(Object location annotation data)
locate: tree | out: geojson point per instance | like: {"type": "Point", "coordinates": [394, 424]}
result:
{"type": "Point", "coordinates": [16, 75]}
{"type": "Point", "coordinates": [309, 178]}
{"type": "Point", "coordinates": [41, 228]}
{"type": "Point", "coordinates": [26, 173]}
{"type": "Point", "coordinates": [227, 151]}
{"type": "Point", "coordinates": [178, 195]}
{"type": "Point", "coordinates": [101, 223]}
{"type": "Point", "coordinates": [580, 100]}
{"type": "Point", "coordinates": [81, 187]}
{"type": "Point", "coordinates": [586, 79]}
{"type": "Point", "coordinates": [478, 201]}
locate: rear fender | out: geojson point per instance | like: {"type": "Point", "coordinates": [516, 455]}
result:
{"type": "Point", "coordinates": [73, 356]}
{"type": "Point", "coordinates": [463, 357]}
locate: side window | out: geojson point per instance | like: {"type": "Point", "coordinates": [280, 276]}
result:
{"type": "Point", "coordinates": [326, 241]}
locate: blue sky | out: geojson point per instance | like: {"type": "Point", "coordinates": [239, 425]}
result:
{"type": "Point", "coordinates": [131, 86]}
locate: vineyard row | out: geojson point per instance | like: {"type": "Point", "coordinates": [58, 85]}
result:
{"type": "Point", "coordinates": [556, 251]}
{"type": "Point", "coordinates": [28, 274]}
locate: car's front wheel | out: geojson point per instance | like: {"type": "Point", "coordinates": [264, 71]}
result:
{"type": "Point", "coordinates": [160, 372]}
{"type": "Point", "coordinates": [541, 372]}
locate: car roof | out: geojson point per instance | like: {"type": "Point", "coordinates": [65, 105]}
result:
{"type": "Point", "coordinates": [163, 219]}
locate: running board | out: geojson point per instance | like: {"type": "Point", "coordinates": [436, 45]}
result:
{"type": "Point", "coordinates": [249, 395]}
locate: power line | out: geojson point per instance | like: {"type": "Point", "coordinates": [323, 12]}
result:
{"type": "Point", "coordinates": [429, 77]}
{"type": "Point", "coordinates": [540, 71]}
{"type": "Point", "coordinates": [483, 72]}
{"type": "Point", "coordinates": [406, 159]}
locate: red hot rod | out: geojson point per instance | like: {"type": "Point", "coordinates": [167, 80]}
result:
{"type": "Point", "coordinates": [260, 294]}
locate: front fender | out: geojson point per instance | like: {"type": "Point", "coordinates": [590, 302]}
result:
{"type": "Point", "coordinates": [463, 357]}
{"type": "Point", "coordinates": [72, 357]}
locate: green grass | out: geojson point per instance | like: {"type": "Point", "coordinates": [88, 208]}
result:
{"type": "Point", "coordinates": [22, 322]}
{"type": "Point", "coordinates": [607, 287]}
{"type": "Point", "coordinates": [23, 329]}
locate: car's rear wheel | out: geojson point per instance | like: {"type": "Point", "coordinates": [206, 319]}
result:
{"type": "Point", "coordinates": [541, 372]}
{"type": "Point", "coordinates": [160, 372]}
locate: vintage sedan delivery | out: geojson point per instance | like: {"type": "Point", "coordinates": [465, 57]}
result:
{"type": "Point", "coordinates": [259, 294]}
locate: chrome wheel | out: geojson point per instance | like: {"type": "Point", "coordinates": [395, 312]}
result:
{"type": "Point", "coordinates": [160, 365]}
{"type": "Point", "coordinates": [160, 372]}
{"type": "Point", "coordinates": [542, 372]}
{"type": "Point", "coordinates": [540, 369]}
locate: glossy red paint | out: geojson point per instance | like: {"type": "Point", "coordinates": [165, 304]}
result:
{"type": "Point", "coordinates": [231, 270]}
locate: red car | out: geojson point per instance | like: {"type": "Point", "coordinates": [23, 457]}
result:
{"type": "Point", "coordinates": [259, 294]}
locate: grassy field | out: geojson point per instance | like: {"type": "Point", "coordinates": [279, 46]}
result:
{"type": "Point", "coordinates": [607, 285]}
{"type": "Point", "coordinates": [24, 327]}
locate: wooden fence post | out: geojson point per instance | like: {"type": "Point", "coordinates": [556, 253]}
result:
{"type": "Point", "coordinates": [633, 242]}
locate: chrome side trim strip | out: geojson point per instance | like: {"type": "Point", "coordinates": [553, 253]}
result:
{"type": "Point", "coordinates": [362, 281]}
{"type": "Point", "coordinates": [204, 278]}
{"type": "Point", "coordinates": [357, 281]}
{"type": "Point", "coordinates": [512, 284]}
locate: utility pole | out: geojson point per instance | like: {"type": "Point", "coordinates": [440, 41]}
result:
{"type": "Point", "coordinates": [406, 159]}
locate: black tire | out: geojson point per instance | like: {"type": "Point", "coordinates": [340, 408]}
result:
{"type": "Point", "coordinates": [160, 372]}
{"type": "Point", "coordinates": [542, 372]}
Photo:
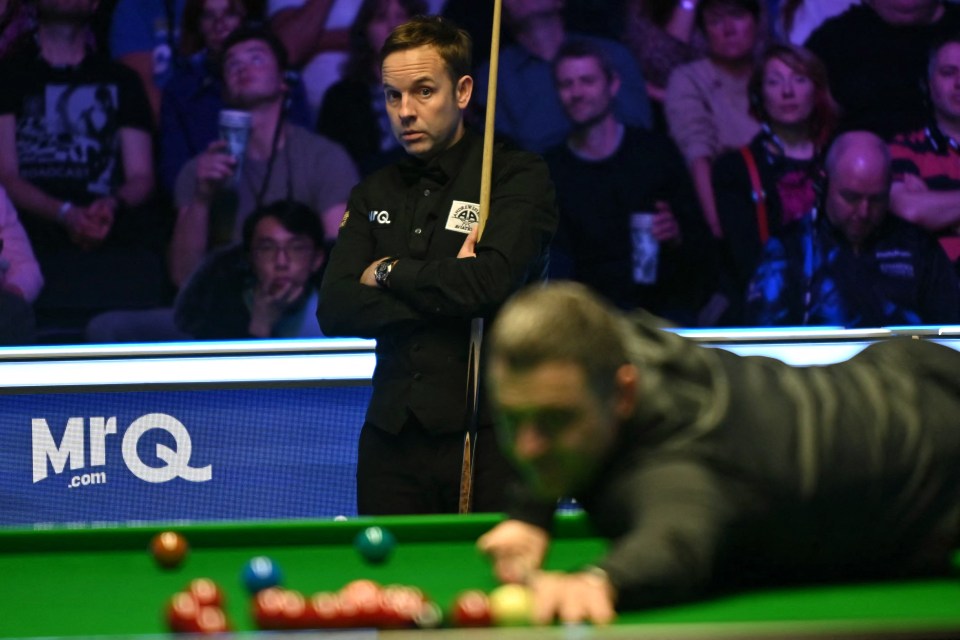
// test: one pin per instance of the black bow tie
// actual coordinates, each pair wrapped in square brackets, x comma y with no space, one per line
[413,171]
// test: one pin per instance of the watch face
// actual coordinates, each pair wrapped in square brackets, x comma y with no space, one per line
[381,272]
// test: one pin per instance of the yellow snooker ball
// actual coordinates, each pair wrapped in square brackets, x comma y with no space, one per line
[511,605]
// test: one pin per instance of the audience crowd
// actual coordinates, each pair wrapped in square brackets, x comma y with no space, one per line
[691,143]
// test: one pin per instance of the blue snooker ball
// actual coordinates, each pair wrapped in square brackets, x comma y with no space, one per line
[375,544]
[260,573]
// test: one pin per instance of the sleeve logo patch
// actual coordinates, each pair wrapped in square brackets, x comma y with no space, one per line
[463,216]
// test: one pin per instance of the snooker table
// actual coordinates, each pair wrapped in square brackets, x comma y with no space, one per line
[103,582]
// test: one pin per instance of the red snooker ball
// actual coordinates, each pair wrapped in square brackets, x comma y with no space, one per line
[268,608]
[182,612]
[206,592]
[169,549]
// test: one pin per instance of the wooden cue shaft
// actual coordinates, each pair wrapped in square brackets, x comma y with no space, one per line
[486,171]
[476,326]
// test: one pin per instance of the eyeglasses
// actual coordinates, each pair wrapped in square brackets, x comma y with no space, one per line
[295,251]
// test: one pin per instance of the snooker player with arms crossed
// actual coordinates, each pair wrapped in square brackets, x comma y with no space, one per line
[711,471]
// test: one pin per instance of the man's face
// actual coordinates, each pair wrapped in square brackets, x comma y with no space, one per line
[217,19]
[424,105]
[787,95]
[282,258]
[251,74]
[857,199]
[906,12]
[551,423]
[731,32]
[585,91]
[945,83]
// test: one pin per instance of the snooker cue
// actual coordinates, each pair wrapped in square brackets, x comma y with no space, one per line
[476,324]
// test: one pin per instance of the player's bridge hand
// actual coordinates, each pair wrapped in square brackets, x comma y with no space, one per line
[516,548]
[571,598]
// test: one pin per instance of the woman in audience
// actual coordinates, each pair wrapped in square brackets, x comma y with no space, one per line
[774,180]
[192,99]
[706,100]
[353,112]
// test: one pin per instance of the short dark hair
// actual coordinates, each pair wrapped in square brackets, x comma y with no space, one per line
[750,6]
[293,216]
[453,43]
[562,321]
[263,34]
[580,48]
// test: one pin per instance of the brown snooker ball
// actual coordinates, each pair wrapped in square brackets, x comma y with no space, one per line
[169,549]
[471,608]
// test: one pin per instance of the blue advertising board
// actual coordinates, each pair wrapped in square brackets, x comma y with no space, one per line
[172,455]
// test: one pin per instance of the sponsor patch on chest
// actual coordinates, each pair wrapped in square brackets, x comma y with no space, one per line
[462,216]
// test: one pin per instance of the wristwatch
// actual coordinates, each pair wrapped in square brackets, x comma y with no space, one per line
[382,273]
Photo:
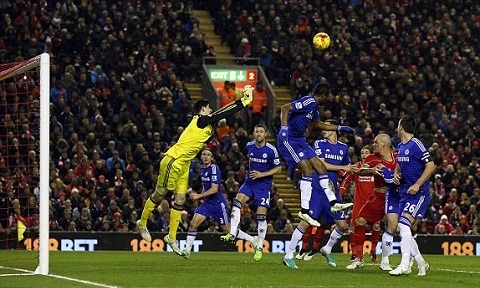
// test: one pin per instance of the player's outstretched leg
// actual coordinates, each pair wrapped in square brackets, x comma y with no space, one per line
[330,260]
[337,207]
[173,244]
[144,232]
[290,263]
[228,238]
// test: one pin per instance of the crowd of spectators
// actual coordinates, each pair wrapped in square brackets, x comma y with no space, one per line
[118,97]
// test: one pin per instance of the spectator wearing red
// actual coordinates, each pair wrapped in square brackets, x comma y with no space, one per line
[82,168]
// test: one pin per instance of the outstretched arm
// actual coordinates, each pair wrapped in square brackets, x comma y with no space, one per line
[228,110]
[286,108]
[331,127]
[224,112]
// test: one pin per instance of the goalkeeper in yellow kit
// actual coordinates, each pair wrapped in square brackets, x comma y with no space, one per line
[174,167]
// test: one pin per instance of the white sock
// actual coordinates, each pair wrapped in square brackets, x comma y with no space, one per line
[244,236]
[405,243]
[327,186]
[235,217]
[192,234]
[262,229]
[387,240]
[305,192]
[334,237]
[296,237]
[416,253]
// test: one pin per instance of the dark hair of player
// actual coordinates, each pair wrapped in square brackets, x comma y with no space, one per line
[408,123]
[197,107]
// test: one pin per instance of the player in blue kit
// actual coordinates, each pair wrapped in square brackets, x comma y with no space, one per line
[292,144]
[336,157]
[414,169]
[214,205]
[264,163]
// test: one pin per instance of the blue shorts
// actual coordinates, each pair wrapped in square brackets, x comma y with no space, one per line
[262,196]
[320,208]
[217,210]
[294,150]
[392,201]
[414,205]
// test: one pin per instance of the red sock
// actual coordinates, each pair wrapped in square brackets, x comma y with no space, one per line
[359,240]
[353,247]
[318,238]
[306,238]
[375,237]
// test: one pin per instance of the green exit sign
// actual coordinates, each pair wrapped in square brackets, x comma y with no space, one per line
[228,75]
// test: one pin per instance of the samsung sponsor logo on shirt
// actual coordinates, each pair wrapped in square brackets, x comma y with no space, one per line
[258,160]
[333,156]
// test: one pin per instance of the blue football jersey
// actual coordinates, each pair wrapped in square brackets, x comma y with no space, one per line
[412,158]
[262,159]
[335,154]
[304,111]
[212,175]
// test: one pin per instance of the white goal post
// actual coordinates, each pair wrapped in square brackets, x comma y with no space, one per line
[42,60]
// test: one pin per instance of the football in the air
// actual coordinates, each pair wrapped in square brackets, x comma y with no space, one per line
[321,41]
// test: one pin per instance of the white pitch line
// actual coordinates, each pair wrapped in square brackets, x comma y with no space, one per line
[30,273]
[82,281]
[440,269]
[458,271]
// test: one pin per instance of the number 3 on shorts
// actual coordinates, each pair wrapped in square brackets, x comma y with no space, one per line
[409,208]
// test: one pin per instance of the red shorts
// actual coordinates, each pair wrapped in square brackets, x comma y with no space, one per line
[356,211]
[374,210]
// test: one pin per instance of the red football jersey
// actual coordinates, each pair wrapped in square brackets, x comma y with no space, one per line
[363,185]
[374,160]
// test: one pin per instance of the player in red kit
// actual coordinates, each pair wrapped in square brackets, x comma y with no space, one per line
[374,209]
[363,187]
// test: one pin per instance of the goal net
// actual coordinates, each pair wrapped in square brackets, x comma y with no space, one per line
[24,164]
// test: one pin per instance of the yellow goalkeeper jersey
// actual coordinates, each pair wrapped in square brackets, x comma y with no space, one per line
[191,141]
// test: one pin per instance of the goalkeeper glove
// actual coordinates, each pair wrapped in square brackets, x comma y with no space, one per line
[247,95]
[283,133]
[345,129]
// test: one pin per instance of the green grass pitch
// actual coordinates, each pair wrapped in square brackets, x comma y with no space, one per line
[225,269]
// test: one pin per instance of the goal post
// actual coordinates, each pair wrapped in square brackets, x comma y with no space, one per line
[24,163]
[44,247]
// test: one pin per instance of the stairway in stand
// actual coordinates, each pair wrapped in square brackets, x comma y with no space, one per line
[283,95]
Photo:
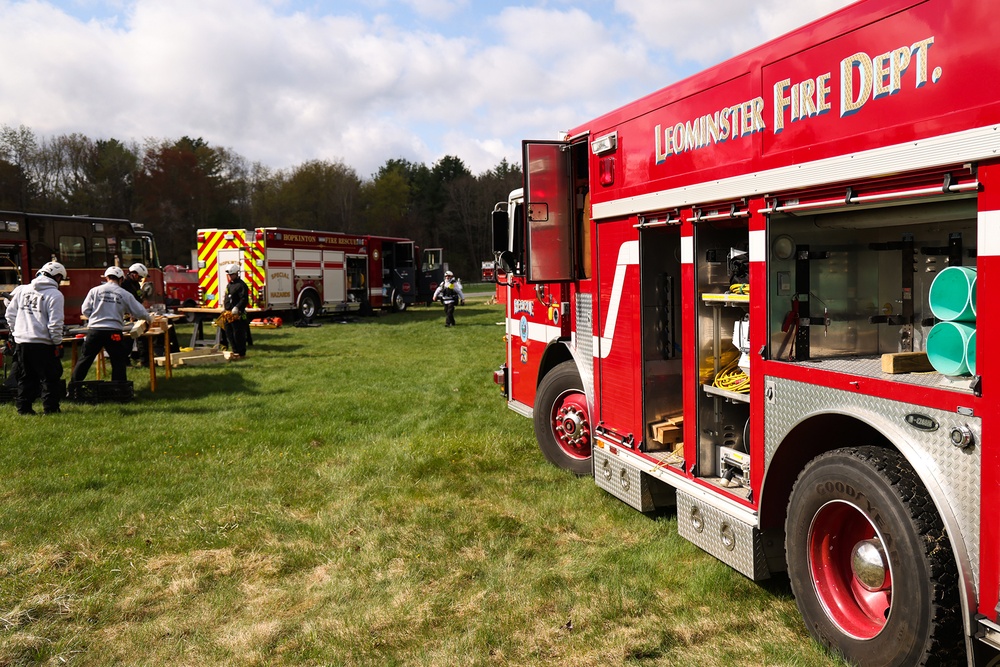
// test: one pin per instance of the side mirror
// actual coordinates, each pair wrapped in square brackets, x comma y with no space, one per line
[500,238]
[507,261]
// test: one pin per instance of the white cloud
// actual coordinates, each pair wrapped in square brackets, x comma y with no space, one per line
[281,82]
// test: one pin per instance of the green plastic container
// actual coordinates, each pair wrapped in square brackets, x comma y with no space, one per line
[953,293]
[948,345]
[970,354]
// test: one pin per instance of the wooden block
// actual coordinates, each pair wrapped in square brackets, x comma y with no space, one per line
[177,358]
[204,359]
[906,362]
[667,432]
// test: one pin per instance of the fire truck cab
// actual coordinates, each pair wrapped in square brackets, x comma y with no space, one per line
[312,272]
[85,245]
[752,295]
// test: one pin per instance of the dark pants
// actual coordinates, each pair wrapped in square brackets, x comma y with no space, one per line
[449,314]
[39,373]
[118,347]
[236,335]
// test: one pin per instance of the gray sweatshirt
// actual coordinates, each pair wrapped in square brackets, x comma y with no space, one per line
[35,312]
[106,305]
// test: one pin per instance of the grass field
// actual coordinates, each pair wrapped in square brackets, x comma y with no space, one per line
[351,494]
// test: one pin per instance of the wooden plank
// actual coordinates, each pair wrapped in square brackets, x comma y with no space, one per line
[204,359]
[906,362]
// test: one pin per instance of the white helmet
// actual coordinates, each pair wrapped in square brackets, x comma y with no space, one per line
[53,270]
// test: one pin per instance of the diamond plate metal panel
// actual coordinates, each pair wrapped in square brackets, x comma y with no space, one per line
[733,542]
[621,480]
[584,339]
[950,474]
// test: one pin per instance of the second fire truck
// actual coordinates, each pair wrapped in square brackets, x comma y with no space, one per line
[755,295]
[312,272]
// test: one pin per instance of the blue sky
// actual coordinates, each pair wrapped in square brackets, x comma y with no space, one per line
[285,81]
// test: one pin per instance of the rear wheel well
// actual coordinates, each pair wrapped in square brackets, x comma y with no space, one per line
[809,439]
[554,355]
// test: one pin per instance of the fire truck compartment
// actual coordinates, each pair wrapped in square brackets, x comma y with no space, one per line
[854,283]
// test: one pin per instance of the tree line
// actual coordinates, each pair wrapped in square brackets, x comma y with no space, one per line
[175,187]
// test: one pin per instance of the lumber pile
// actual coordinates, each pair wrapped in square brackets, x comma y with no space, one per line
[668,433]
[193,358]
[906,362]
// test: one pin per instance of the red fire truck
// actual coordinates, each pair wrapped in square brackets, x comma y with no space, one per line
[86,246]
[312,271]
[715,295]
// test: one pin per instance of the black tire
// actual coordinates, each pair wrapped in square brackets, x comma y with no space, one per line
[308,306]
[398,303]
[562,420]
[870,498]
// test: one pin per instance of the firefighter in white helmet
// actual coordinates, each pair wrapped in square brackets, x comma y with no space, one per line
[132,282]
[105,307]
[236,301]
[449,293]
[35,317]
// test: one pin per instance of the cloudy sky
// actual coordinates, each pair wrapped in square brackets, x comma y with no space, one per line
[359,81]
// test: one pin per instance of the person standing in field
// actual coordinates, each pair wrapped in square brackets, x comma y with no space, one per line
[105,307]
[236,301]
[449,293]
[35,317]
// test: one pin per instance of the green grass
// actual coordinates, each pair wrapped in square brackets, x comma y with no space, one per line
[351,494]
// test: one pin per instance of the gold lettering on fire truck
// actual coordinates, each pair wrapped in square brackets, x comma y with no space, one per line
[863,80]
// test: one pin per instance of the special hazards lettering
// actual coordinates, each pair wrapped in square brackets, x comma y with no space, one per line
[863,80]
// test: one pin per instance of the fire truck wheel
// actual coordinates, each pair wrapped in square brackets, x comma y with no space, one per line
[562,419]
[398,304]
[870,563]
[308,306]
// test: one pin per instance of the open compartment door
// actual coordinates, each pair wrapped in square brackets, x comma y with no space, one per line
[549,204]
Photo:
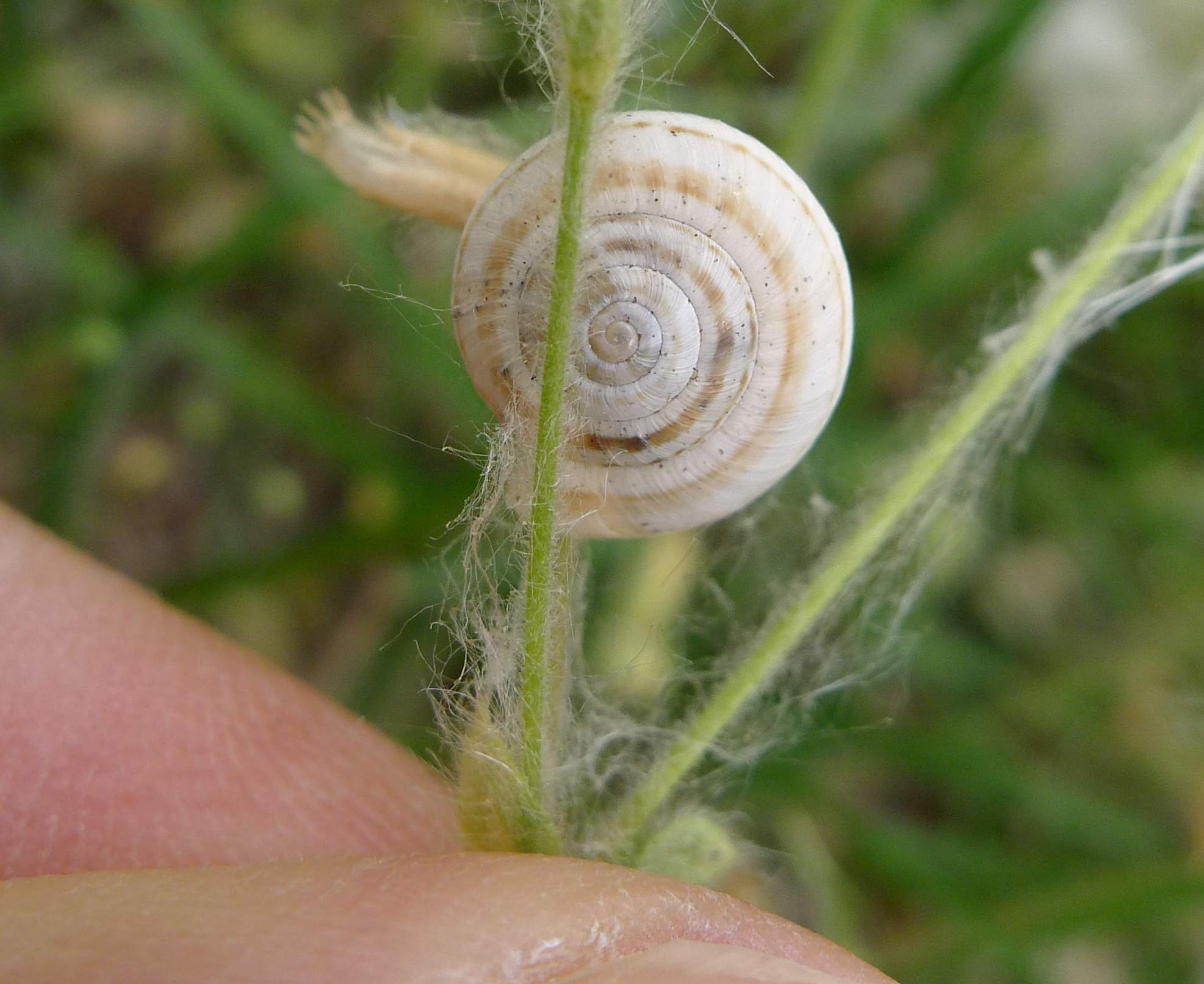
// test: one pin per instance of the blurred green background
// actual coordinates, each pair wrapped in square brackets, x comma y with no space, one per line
[209,379]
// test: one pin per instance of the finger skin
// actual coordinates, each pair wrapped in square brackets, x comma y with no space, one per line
[133,736]
[486,918]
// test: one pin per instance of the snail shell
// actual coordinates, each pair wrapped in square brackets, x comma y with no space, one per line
[712,329]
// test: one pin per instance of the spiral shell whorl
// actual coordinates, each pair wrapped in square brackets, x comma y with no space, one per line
[713,319]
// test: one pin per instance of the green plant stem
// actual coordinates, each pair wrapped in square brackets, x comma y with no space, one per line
[841,567]
[544,590]
[820,87]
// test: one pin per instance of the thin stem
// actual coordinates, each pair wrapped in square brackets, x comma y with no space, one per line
[544,590]
[819,88]
[1045,329]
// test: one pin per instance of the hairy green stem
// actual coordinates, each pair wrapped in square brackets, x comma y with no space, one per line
[1047,329]
[594,40]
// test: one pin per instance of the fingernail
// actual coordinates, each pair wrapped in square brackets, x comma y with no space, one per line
[689,963]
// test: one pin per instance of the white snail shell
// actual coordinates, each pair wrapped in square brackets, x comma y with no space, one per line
[713,318]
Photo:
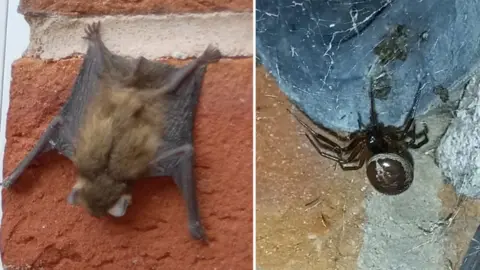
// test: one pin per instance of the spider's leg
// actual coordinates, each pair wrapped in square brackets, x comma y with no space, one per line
[318,147]
[373,111]
[355,164]
[355,152]
[359,121]
[413,135]
[416,145]
[335,147]
[409,119]
[326,130]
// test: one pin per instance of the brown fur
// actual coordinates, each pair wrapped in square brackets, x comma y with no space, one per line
[121,130]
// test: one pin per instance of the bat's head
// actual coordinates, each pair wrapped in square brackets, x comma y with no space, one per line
[101,196]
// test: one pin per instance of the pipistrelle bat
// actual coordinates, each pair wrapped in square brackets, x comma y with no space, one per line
[126,118]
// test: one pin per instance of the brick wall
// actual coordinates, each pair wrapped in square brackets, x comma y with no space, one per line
[41,231]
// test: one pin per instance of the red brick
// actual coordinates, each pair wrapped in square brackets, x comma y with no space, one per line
[40,229]
[81,7]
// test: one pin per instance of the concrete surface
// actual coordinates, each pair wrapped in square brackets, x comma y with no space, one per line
[349,225]
[458,154]
[323,53]
[151,36]
[80,7]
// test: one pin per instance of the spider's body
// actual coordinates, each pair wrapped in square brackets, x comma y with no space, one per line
[385,148]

● **WHAT THIS TASK INVOLVES**: All lines from the one with "the brick wall" through the final line above are to be quoted exactly; quote no other line.

● **ANSWER FOR THIS EXERCISE**:
// test: one pin per instance of the brick wall
// actual coordinates, each pair wrapped in square brackets, x comma y with no space, one per line
[41,231]
// test: one pin per instance of the red brick
// actual coordinates, each pair wrapped in square brackets, x comma y with no space, one per line
[40,229]
[81,7]
// test: one pin per instance of the concrete surface
// actual coordinates, each pair wrapped in square brackets, x comma y with no space, one per line
[349,225]
[458,154]
[323,53]
[151,36]
[80,7]
// test: one pin per instance of the spider's body
// actual coordinates, each pair wrapped in square brackets, x comma y with no space, one per line
[385,148]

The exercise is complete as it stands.